Proverbes 3
13 Heureux qui a trouvé la sagesse, qui s'est procuré la raison!
14 Car sa possession vaut
mieux que possession d'argent et son revenu est meilleur que l'or.
15 Elle est plus
estimable que le corail, et rien de ce que l'on peut désirer ne l'égale.
16 Dans sa droite,
longueur de jours, dans sa gauche, richesse et gloire.
17 Ses voies sont des
voies délicieuses et ses sentiers sont paisibles.
18 L'arbre de vie c'est
elle pour ceux qui la saisissent, et bienheureux ceux qui la tiennent!
19 Le SEIGNEUR a fondé la
terre par la sagesse, affermissant les cieux par la raison.
20 C'est par sa science
que se sont ouverts les abîmes et que les nuages ont distillé la pluie.
Hébreux 4
12 Vivante, en effet, est la parole de Dieu, énergique et plus tranchante
qu'aucun glaive à double tranchant. Elle pénètre jusqu'à diviser âme et esprit,
articulations et moelles. Elle passe au crible les mouvements et les pensées du
coeur.
13 Il n'est pas de
créature qui échappe à sa vue; tout est nu à ses yeux, tout est subjugué par
son regard. Et c'est à elle que nous devons rendre compte.
Marc 10
17 Comme il se mettait en route, quelqu'un vint en courant et se jeta à
genoux devant lui; il lui demandait: «Bon Maître, que dois-je faire pour
recevoir la vie éternelle en partage?»
18 Jésus lui dit: «Pourquoi m'appelles-tu bon? Nul n'est
bon que Dieu seul.
19 Tu connais les commandements: Tu ne commettras pas de
meurtre, tu ne commettras pas d'adultère, tu ne voleras pas, tu ne porteras pas
de faux témoignage, tu ne feras de tort à personne, honore ton père et ta
mère.»
20 L'homme lui dit: «Maître, tout cela, je l'ai observé dès
ma jeunesse.»
21 Jésus le regarda et se prit à l'aimer; il lui
dit: «Une seule chose te manque; va, ce que tu as, vends-le, donne-le aux
pauvres et tu auras un trésor dans le ciel; puis viens, suis-moi.»

Exercice
Reproduisez mot pour mot le passage des extraits bibliques, de « Proverbes 3 » à « désirer ne l'égale. ».

Données

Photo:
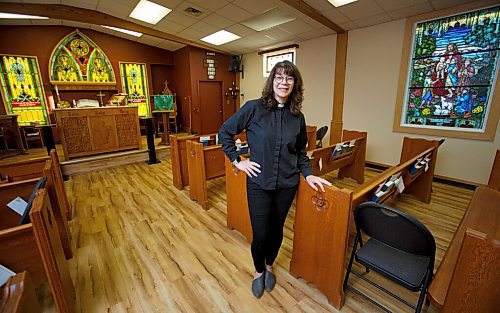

Réponse
Proverbes 3
13 Heureux qui a trouvé la sagesse, qui s'est procuré la raison!
14 Car sa possession vaut
mieux que possession d'argent et son revenu est meilleur que l'or.
15 Elle est plus
estimable que le corail, et rien de ce que l'on peut désirer ne l'égale.